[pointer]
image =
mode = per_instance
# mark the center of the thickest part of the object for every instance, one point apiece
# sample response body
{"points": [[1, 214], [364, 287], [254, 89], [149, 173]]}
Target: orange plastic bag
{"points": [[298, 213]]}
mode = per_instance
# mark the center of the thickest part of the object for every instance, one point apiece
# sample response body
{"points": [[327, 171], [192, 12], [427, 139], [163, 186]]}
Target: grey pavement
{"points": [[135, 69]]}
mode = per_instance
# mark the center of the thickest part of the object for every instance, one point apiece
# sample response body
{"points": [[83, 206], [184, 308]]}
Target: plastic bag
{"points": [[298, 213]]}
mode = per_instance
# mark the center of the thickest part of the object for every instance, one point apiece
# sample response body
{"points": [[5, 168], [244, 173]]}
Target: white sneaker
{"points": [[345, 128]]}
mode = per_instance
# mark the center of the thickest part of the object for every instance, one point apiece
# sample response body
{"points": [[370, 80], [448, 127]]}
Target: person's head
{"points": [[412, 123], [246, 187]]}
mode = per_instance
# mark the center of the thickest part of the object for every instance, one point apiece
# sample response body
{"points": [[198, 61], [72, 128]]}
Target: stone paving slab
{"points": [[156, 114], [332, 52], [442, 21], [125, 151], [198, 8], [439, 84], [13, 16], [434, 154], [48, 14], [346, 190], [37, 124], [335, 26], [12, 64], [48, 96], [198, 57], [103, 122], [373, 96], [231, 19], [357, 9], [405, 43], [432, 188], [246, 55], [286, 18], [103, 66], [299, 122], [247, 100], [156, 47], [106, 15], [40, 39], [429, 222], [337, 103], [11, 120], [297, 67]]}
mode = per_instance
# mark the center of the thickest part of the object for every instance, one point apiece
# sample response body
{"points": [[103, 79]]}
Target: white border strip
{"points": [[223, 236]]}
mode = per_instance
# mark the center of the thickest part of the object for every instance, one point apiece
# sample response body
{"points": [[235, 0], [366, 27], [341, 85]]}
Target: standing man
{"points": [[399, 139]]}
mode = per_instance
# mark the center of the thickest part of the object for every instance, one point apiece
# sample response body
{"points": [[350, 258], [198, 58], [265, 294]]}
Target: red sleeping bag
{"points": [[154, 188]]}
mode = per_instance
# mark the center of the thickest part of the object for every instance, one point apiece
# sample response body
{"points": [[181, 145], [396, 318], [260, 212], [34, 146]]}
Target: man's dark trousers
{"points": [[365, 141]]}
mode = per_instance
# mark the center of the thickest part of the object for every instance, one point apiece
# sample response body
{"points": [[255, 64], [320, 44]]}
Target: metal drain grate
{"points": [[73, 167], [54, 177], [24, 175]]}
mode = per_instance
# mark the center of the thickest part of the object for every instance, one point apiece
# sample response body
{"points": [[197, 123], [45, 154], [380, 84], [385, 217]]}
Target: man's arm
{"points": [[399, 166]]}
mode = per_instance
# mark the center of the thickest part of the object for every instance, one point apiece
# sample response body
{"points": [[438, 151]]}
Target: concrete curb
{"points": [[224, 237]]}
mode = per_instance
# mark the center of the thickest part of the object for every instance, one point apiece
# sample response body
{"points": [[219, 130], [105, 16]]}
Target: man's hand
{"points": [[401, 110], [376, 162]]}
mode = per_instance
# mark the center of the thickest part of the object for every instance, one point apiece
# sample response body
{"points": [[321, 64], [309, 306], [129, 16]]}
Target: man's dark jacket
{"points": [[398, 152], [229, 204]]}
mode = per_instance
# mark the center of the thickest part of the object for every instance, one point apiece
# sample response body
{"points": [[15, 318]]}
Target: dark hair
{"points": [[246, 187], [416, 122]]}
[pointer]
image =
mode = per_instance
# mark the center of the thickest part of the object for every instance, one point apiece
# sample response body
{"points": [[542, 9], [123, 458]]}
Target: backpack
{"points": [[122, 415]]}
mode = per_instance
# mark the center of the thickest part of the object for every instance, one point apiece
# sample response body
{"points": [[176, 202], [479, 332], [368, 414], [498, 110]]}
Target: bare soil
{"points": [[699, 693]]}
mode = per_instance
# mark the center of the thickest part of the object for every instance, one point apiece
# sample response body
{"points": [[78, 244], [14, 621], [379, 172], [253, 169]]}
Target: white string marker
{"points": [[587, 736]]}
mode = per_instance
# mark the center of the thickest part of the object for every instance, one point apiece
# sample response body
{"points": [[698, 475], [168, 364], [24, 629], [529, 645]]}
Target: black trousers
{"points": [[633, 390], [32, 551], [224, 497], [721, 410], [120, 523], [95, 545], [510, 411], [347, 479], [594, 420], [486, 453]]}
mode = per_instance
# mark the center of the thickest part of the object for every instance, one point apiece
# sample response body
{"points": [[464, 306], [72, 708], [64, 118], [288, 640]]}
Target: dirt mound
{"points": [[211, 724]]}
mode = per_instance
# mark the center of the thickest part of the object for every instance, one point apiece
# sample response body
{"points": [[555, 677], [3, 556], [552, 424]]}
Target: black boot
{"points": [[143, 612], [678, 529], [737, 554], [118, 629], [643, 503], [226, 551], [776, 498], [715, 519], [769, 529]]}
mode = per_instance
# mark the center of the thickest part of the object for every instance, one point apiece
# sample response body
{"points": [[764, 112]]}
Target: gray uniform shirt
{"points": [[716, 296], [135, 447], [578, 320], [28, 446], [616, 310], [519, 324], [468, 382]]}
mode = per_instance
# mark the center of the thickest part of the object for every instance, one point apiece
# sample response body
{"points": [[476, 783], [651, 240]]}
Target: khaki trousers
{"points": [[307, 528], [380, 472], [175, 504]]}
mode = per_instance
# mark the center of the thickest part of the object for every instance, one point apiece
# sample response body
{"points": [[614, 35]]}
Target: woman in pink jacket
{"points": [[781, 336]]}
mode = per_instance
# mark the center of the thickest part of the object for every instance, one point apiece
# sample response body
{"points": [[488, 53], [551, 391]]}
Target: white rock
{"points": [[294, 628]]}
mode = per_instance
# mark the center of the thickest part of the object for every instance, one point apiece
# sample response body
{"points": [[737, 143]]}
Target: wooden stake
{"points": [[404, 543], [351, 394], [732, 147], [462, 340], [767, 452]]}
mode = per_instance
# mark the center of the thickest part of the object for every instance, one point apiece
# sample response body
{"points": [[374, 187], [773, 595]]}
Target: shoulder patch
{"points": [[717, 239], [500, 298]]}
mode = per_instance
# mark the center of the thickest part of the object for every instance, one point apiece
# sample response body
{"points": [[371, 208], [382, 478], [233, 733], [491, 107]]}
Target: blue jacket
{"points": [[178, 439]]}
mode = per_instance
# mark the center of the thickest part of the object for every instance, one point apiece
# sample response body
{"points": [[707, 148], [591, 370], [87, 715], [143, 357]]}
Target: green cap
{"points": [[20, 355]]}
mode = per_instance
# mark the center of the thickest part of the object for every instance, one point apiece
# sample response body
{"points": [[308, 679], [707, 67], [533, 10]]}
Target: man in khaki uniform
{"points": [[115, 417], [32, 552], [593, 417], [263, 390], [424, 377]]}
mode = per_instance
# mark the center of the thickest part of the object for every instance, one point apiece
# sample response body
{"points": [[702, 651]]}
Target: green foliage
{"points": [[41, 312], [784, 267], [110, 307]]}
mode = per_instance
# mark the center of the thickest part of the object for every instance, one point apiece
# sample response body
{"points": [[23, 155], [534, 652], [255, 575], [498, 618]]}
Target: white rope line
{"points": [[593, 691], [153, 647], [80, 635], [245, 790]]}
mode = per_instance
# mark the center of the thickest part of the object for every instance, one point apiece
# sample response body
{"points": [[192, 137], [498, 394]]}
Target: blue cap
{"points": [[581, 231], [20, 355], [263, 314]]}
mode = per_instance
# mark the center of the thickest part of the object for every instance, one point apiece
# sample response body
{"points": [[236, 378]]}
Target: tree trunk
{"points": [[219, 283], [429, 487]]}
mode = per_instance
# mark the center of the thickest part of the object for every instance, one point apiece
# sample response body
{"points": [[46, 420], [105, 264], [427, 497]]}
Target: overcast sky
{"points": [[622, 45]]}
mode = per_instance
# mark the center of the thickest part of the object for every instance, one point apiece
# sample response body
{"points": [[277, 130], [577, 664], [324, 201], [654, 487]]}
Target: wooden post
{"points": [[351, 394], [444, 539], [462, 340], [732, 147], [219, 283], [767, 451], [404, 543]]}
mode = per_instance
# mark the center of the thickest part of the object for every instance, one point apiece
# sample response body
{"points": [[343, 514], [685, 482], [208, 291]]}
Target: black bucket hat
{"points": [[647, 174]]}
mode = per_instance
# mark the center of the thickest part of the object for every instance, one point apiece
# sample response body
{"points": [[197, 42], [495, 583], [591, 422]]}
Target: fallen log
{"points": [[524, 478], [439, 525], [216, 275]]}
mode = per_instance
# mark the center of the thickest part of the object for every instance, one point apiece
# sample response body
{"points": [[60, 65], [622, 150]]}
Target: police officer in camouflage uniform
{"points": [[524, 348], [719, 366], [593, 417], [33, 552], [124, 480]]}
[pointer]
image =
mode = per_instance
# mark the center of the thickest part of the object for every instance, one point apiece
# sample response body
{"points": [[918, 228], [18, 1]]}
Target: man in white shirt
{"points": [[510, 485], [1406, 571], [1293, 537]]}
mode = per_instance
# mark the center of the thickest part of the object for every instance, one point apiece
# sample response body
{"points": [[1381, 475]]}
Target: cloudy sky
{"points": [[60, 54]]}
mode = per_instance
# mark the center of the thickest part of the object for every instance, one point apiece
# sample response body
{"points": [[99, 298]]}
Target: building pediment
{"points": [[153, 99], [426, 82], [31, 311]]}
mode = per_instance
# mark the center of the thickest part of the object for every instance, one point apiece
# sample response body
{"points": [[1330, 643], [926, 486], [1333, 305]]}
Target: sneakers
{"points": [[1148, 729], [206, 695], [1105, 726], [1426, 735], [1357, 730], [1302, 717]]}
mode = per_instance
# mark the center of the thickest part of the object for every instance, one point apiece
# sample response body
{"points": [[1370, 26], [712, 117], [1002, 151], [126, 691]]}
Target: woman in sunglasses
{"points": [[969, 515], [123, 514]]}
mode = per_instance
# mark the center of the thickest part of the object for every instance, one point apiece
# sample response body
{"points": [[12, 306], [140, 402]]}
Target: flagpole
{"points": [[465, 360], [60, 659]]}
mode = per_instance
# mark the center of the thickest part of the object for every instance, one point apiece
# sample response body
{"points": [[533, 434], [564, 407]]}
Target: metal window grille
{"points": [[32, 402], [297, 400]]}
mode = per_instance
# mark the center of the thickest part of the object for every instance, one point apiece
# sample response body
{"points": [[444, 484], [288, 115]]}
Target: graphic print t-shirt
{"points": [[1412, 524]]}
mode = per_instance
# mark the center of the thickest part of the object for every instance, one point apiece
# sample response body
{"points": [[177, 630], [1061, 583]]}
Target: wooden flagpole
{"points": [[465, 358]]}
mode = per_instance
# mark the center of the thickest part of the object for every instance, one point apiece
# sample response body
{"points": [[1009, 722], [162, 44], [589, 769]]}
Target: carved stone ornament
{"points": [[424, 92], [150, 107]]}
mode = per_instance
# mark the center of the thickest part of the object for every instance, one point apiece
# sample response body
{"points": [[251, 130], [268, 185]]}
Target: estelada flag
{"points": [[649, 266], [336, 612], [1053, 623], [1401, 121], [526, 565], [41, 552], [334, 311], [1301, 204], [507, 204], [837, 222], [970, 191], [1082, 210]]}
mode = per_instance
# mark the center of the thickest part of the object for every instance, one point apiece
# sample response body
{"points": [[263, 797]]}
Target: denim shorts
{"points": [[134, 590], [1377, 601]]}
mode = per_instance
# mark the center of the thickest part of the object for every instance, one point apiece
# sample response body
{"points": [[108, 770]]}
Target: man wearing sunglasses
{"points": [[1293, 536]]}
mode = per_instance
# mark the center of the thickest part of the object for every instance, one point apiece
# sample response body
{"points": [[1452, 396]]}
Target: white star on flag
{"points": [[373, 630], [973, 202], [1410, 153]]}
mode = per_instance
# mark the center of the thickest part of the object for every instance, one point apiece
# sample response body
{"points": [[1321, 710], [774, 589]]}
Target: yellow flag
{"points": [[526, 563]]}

**********

> AUFGABENBESCHREIBUNG
Finde in der Auflistung oben jede Zeile, die die Zeichenfolge „jacket“ enthält, und gib diese Zeilen vollständig wieder. Achte dabei auf Groß- und Kleinschreibung.

> SCHRIFTLICHE ANTWORT
Target: man's dark jacket
Target: woman in pink jacket
Target: blue jacket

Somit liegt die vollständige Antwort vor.